====== RECORDS FOR THIS EXERCISE
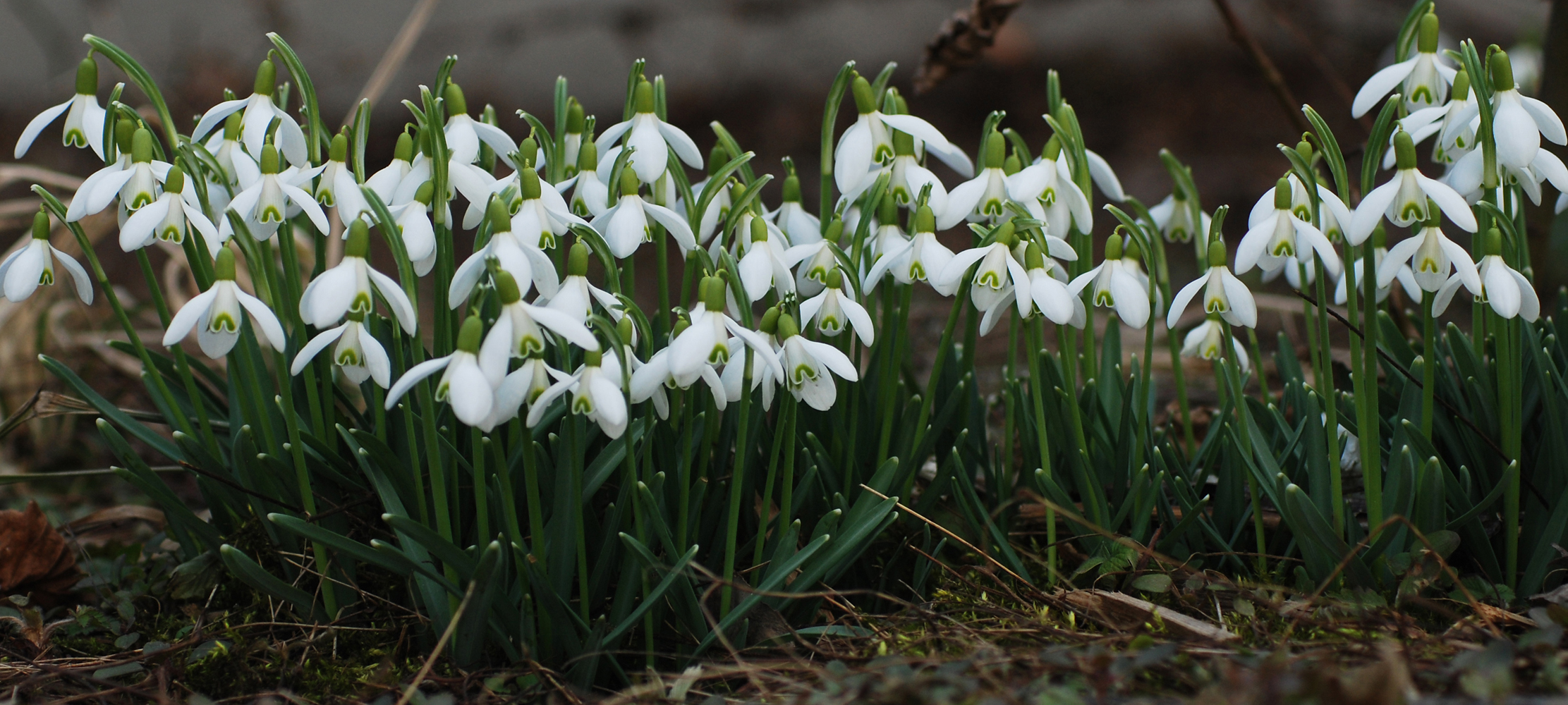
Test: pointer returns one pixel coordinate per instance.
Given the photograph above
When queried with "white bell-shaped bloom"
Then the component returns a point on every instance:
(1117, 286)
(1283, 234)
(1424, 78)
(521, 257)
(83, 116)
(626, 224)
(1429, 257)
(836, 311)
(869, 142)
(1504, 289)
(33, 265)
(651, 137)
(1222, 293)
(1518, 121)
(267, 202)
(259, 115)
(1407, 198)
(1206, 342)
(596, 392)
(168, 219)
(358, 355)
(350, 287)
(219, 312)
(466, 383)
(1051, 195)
============
====== RECORDS FOR THIS EXERCISE
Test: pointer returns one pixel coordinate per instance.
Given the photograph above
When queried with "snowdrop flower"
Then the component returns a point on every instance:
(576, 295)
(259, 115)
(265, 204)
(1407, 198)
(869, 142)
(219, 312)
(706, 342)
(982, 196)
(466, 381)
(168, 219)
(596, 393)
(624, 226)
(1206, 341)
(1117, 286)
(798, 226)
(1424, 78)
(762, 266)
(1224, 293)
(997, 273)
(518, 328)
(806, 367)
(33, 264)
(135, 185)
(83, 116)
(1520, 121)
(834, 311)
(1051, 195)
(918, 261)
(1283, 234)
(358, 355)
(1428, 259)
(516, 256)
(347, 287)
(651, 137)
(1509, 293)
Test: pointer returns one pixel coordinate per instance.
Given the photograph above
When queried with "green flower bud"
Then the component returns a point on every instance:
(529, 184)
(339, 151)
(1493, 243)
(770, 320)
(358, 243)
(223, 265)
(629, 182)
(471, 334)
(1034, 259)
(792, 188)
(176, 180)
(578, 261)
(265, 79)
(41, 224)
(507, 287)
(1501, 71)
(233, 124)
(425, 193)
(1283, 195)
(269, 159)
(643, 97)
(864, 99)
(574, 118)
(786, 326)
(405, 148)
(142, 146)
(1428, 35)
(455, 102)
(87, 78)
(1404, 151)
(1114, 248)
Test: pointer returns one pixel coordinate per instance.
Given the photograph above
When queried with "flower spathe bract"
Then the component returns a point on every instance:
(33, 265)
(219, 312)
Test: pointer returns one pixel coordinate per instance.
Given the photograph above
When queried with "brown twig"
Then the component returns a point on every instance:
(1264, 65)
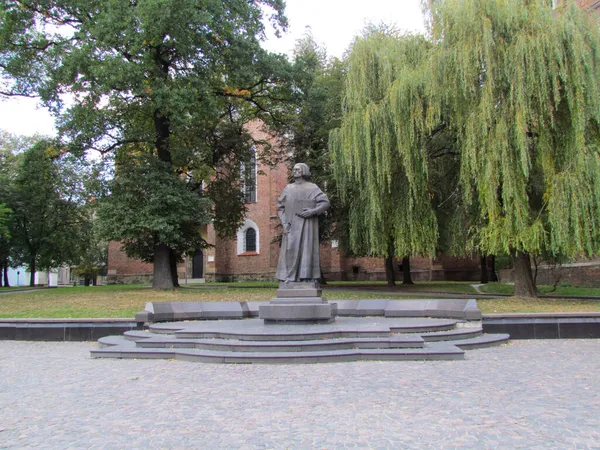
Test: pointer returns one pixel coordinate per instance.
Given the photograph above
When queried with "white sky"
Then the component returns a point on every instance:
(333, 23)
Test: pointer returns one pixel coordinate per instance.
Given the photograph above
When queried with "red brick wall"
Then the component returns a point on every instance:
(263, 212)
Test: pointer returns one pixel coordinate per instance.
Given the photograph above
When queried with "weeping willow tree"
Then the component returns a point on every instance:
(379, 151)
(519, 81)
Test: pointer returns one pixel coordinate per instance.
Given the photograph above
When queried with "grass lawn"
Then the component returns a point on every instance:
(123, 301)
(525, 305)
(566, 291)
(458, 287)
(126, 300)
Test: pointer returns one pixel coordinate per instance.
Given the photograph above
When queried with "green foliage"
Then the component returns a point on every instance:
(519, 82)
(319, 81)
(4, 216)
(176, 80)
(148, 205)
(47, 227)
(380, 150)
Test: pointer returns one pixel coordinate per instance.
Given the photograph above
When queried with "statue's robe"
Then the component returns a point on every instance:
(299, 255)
============
OBJECTIVE — Collect and copy in full each line above that contains the word "white".

SOLVED EXERCISE —
When queried with "white bell-shaped bloom"
When queried with "white sky"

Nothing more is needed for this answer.